▶ EXERCISE DESCRIPTION: Every record below should be retyped exactly, and no picture should appear in the copy.

━━ MATERIALS PROVIDED ━━

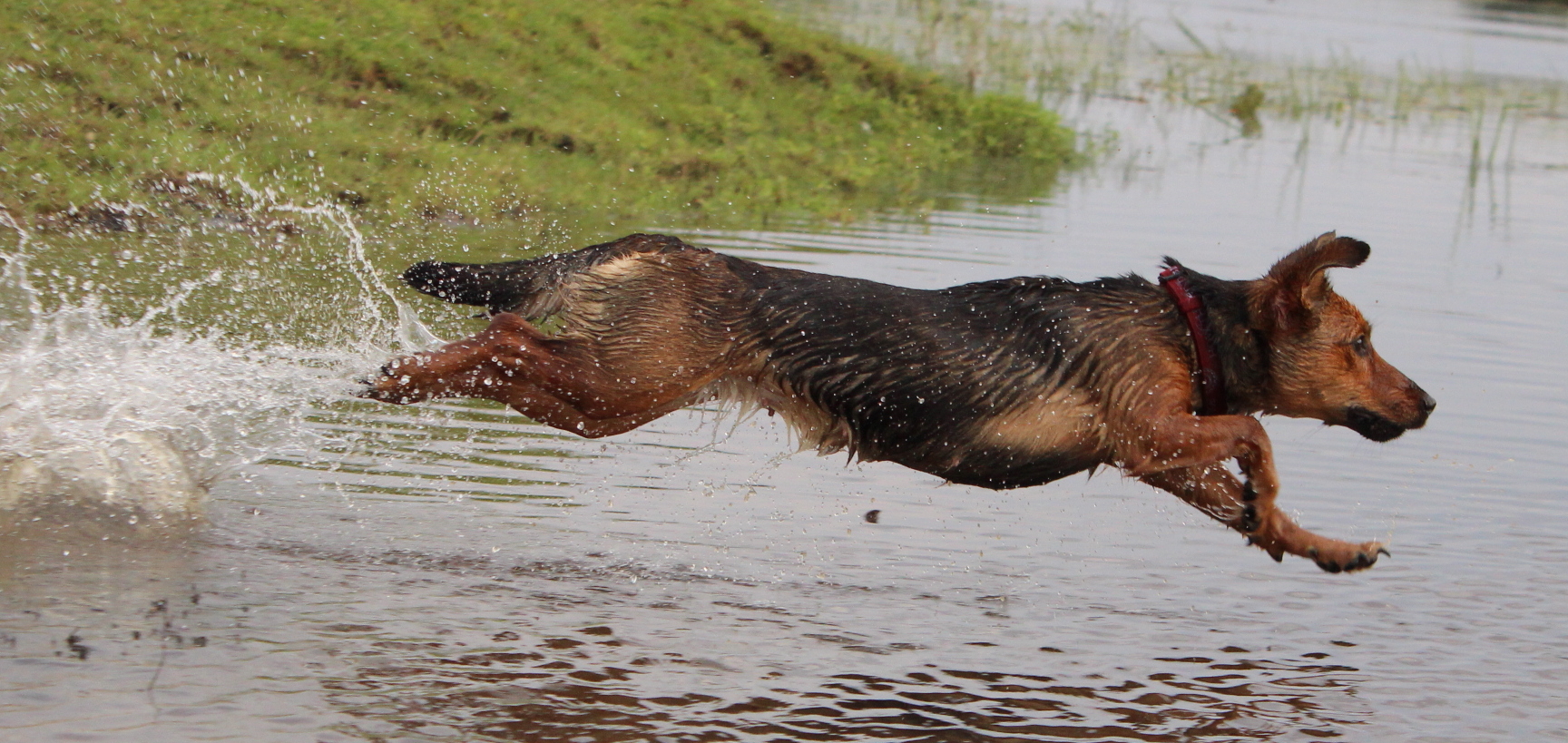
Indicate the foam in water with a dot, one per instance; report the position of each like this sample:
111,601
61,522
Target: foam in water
140,419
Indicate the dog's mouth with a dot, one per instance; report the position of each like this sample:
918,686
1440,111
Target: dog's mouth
1372,425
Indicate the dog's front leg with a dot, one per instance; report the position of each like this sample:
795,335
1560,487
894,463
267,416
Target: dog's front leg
1186,455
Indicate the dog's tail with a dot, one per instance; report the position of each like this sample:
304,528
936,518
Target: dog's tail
527,288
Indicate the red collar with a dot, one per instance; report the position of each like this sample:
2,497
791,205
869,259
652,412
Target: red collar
1210,378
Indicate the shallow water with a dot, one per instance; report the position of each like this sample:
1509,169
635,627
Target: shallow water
455,572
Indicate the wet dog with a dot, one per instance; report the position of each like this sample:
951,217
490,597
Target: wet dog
1005,383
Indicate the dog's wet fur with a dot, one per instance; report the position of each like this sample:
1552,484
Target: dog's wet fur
1005,383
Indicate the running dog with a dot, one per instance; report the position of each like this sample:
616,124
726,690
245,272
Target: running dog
1005,383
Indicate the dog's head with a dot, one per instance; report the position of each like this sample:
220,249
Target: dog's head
1322,362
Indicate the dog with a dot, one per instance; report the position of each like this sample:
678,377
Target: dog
1005,383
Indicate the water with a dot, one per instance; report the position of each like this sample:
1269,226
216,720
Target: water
455,572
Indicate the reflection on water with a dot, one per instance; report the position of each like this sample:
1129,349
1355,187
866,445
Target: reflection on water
455,572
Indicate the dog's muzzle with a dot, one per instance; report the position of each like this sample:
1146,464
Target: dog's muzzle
1376,426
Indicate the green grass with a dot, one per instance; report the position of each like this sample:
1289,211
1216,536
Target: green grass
475,110
1063,58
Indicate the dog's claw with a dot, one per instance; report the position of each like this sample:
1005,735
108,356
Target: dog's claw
1250,521
1358,562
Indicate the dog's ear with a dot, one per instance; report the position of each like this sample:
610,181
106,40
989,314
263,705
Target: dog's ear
1297,286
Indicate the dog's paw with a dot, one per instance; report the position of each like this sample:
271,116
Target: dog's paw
1348,557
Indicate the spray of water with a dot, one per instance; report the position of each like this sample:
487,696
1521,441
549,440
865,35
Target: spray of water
142,419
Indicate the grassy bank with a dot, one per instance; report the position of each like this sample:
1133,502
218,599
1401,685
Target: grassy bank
482,109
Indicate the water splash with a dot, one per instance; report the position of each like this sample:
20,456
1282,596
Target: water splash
140,419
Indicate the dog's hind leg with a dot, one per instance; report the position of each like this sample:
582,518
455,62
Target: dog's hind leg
555,381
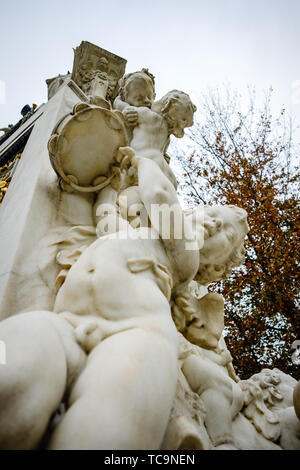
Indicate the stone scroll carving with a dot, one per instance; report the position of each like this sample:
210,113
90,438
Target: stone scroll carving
97,72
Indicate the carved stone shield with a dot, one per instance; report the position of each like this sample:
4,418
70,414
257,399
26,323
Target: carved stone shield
84,144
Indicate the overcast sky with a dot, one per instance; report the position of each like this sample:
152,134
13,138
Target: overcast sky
186,44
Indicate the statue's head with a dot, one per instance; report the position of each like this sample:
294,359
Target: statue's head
137,88
222,230
178,110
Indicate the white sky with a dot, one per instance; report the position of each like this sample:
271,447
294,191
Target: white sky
188,45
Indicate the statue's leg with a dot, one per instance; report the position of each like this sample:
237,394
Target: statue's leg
216,391
33,380
123,398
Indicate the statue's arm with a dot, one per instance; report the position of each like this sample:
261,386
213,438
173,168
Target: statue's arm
159,196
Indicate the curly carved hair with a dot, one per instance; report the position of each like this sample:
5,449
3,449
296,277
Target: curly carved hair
124,81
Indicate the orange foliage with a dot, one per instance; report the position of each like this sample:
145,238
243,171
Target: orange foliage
253,167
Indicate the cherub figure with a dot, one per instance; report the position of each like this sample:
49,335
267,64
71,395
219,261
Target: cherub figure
123,394
153,123
206,365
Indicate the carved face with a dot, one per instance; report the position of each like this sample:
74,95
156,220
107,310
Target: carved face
139,90
222,235
179,116
206,328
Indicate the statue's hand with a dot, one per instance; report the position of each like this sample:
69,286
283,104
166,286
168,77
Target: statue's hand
131,116
89,334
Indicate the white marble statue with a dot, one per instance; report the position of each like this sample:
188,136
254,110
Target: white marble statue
121,288
153,123
131,355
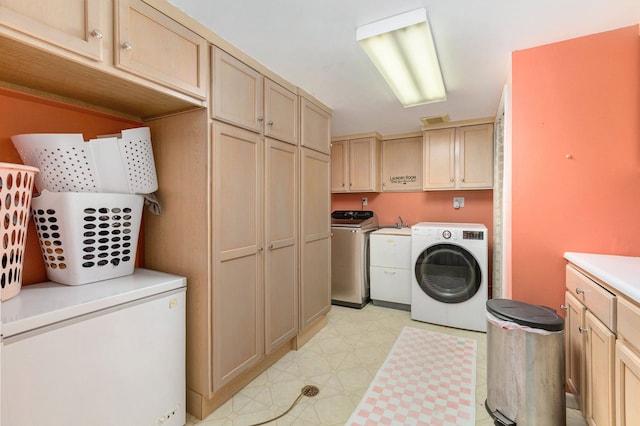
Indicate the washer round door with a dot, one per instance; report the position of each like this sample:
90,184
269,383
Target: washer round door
448,273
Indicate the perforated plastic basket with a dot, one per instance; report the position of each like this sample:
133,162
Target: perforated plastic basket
16,187
117,164
87,237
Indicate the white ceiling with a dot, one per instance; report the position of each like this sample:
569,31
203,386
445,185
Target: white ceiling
312,44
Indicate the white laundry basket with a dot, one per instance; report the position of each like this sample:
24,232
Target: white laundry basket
122,163
16,187
87,237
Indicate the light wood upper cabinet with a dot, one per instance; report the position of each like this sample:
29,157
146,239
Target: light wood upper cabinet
315,126
315,235
281,238
459,158
280,112
237,92
244,97
152,45
355,164
439,159
77,27
475,158
402,164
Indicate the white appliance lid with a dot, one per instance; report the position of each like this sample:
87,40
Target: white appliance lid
39,305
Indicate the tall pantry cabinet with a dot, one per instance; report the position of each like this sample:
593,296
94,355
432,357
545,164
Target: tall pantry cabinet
260,282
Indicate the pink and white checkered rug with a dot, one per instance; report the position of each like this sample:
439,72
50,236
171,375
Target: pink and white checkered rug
428,378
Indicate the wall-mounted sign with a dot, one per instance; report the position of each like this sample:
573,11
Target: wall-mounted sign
402,180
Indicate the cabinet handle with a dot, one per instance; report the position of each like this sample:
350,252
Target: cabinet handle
97,34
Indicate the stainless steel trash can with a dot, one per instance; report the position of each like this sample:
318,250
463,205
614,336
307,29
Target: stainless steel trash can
525,364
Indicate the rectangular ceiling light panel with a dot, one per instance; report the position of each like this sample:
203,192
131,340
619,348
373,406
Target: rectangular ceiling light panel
402,49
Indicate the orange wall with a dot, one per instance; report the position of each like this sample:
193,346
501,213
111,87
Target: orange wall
20,113
579,98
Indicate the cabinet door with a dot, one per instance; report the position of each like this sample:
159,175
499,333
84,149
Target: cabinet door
153,46
439,159
475,157
364,161
339,166
600,372
627,386
575,341
280,112
315,127
402,164
238,302
75,27
237,92
281,237
315,234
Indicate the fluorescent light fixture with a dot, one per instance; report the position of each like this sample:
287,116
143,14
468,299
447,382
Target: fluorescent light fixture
402,49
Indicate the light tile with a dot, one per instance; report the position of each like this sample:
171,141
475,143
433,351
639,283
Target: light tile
341,360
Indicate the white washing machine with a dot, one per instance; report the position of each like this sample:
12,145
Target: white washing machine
449,283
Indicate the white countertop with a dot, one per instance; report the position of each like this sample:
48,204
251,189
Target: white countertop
394,231
621,272
42,304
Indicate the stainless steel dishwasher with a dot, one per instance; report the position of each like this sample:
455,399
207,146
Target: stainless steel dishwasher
350,231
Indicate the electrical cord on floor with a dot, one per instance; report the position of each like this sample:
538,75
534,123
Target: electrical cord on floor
308,390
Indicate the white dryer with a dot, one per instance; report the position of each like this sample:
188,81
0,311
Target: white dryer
449,283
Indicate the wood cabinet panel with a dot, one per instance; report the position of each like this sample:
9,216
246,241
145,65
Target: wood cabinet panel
75,25
598,300
315,126
355,164
402,164
237,91
153,46
575,342
439,159
475,166
281,237
459,158
237,296
281,112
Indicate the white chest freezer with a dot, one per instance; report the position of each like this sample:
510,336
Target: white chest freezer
106,353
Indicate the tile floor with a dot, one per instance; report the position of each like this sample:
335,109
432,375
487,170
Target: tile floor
341,360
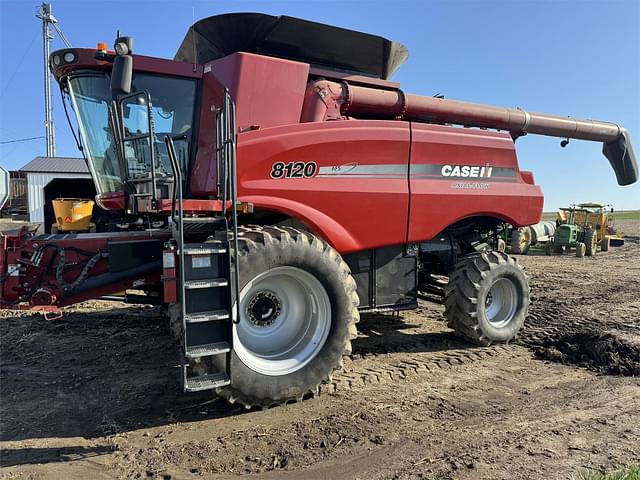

━━━

▶ YOUR SOLUTION:
Indicate the foam in water with a dot, one per instance; report the position of each like this sample:
111,601
61,522
Target: foam in water
140,419
Indicate the dog's mouth with a dot, one per instance; report the position of each like this sample:
918,686
1440,111
Target: dog's mouth
1372,425
Indicate the dog's front leg with a dot, one per instance; report the position of each like this sample:
795,335
1560,487
894,463
267,416
Target: dog's front leg
1186,455
Indicate the dog's tail with a dot, one per instance; report the position of each like this sample:
304,528
936,518
Target: dog's tail
527,288
Indicate the red collar with a dot, one per instance; report the position of each like this sample:
2,497
791,205
869,259
652,412
Target: red collar
1210,378
Indicate the shallow water with a dot, one per instance; report the position of each like this sample:
1509,169
635,627
Target: shallow water
455,572
Indicate the wet dog with a dot, one per instance; report the position of each like this sample:
951,217
490,597
Target: wet dog
1005,383
Indicate the dog's wet fur with a dot, one per instance; report the position of each like this sample:
1552,484
Target: dog's wet fur
1005,383
Indicate the running dog with a dot, one per instance; report the position of each like this sample:
616,124
726,690
245,272
Target: running dog
1005,383
Indicate the dog's head with a dot, one per instance; report the position of each like this sample:
220,249
Target: dog's head
1322,362
Indicate the dog with a dot, one per instance; report the position of each like this sample:
678,377
Target: dog
1005,383
Indicate the water with a dot, one per instance; report the position of each like this sample:
1269,226
216,720
Target: water
455,572
Indicate the reflection on water with a dot, one per instance; report the position of each like this sample:
1129,349
1355,187
866,445
Target: reflection on water
455,572
Indicate the dog's muzzle with a dot, one per instance; report the position of each like this sample:
1146,464
Target: dog's muzzle
1376,426
Indicate the green grass with a dot, one per instance; report the position of each like this sample:
1289,211
1216,536
Target: green grass
475,110
1063,58
Indicate the dog's claw with a dot, one per instance; report the position of each like this sample:
1005,735
108,356
Target: dog's claw
1250,521
1358,562
Indicate the dog's ear with a dot, one per instance; report the position of each like this sample:
610,181
106,40
989,314
263,705
Target: dog's ear
1297,286
Indicate the dog's paw with a dot, one per instance; report the position of each like this sample:
271,116
Target: dog's paw
1348,557
Indicate the spray of water with a dot, one per instance; report the position of each like this sample:
487,696
1521,441
549,440
865,35
Target: spray of water
142,419
Indicate the grassy bank with a dot, one per instance; report the position of each like this sample:
1133,502
218,599
1401,685
Target: grassy bank
482,109
Indicate the water splash with a dot, one per instance; report the position of each like this sample:
20,456
1282,596
Target: water splash
140,419
Indicate the dog's hind leg with a dot, one per instance; report the position of each like this sample:
582,518
455,62
Target: dog's hind leg
555,381
Indicate the stone scroll carving with a dot, one per instance; report the position of each like this sample:
210,113
90,438
Target: stone scroll carving
97,72
Indicate the carved stone shield with a dot, one per instance; report the position of each like this sample:
4,418
70,414
257,399
26,323
Target: carved stone shield
84,144
Indicate the overcast sky with a dot, one per instance; report the position of each like this sample:
152,134
13,138
Target: overcast sky
186,44
Indicate the statue's head with a dot, one per instance; report the position of each like this sample:
294,359
Target: statue's head
137,88
222,230
178,110
Indicate the white sky with a dot, one per instance; report the position of each like this sample:
271,447
294,191
Target: white sky
188,45
Indicate the statue's leg with a dot, one per instance; report the position of each like this sample:
237,394
Target: statue's leg
216,391
33,380
123,398
Indicate the statue's arm with a dot, one per instance; report the position of each like this sample:
261,386
213,438
173,168
Target: statue's arm
159,196
Indicate the curly carved hair with a dot, one per instance; report the position of each like this sample:
5,449
3,449
296,277
Target: curly carved hair
124,81
Indicate the orange foliage with a dot, one per instance; report the position of each like this sample:
145,238
243,171
Target: orange foliage
253,167
Indicate the cherub figure with a dot, one per instance; report the position of each like this sample:
49,335
267,64
71,395
219,261
Target: cherub figure
123,394
153,123
206,365
Indicate the carved face with a dot, one per instance; report the position of each like this sample:
74,95
156,220
107,310
Target: carved face
139,90
222,235
179,116
206,328
Indicate the statue's hand with a dot, one per instance; report the position of each like this sample:
69,286
283,104
166,286
168,77
Target: statue's hand
131,116
89,334
Indicate the white marble statue with a dot, one per instance; report the position of each like this sample:
188,136
254,110
Target: white marble statue
121,288
153,123
131,355
Indicate the washer round door with a dot, one per instance; report the position of each like this sample:
90,184
269,383
Target: washer round door
448,273
Indicate the perforated plastic basket with a dot, one per instance; report the position of each like this sample:
133,162
Target: perforated plastic basket
16,187
117,164
87,237
Indicate the white ceiling with a dot, one per instance; report the position of each like this sample:
569,31
203,386
445,185
Target: white ceiling
312,44
Indicate the white laundry basket with a dot, one per instance; report the position of each like this sample:
24,232
Target: white laundry basket
122,163
16,187
87,237
Indicate the light wood upper cabinet with a dot, one per instance; report the position of each like this sample:
29,157
146,239
Target: light wood upper cabinet
315,126
315,235
281,238
459,158
280,112
237,92
244,97
152,45
355,164
439,159
77,27
475,158
402,164
Indicate the white appliance lid with a dot, one per instance; report the position of each like this sample:
87,40
Target: white appliance lid
39,305
Indicate the tall pantry cabinet with a dot, one per instance; report the position of each like this sample:
593,296
94,355
432,357
545,164
Target: tall pantry cabinet
260,282
Indicate the pink and white checkered rug with a dot, one per instance; report the position of each like this sample:
439,72
50,236
171,375
Target: pink and white checkered rug
428,378
Indicate the wall-mounted sign with a dot, one per instance; report the position of each like this sample:
573,11
Target: wall-mounted sign
402,180
Indicate the cabinet handle with a dot, one per instance; report the position of each like this sample:
350,252
Target: cabinet handle
97,34
Indicate the stainless steel trash can with a dot, one per instance; report the position of each like this sample:
318,250
463,205
614,336
307,29
Target: stainless steel trash can
525,364
Indicate the rectangular ceiling light panel with a dot, one per instance; report the position of each like this sample:
203,192
131,340
619,348
373,406
Target: rectangular ceiling light panel
402,49
Indicate the orange wall with a dot, one per instance; report the position of each like this sample:
193,346
501,213
111,87
Target: orange wall
20,113
579,98
Indicate the cabinet door with a dot, one per instance; report the position of each like this sample:
159,175
499,333
84,149
Target: cabinet door
153,46
439,159
475,157
364,161
339,166
600,372
627,386
575,341
280,112
315,127
402,164
238,302
75,27
237,92
281,237
315,234
Indicate the fluorescent light fixture with a dot, one per instance; report the position of each like this sample:
287,116
143,14
468,299
447,382
Target: fluorescent light fixture
402,49
Indicate the light tile with a dot, one per instance; report the position of each like this sample:
171,141
475,143
433,351
639,283
Target: light tile
341,360
Indicate the white washing machine with a dot, one per instance; report the position of each like this sample:
12,145
Target: white washing machine
449,283
Indicate the white countertop with a dot, one per instance; report the position of each like this sample:
48,204
251,189
Target: white countertop
394,231
621,272
42,304
Indicate the stainless steel dishwasher with a dot, one per instance; report the position of each like this sample:
455,399
207,146
Target: stainless steel dishwasher
350,231
Indicate the electrical cord on floor with a dot, one per instance; report the position of each like this sample:
538,75
534,123
Target: electrical cord on floor
308,390
Indicate the white dryer with a dot, one per instance; report the position of each like this sample:
188,81
0,311
Target: white dryer
449,283
Indicate the wood cabinet panel with a dot, one per instance; report the position of each like this sample:
9,216
246,241
145,65
Target: wood cabinet panel
75,25
598,300
315,126
355,164
402,164
237,91
153,46
575,342
439,159
475,166
281,237
459,158
237,296
281,112
Indicate the white chest freezer with a dot, one per instance; report the position of each like this sample:
510,336
Target: white chest freezer
106,353
Indicate the tile floor with a dot, one per instance; report the position of each like this sample:
335,109
432,375
487,170
Target: tile floor
341,360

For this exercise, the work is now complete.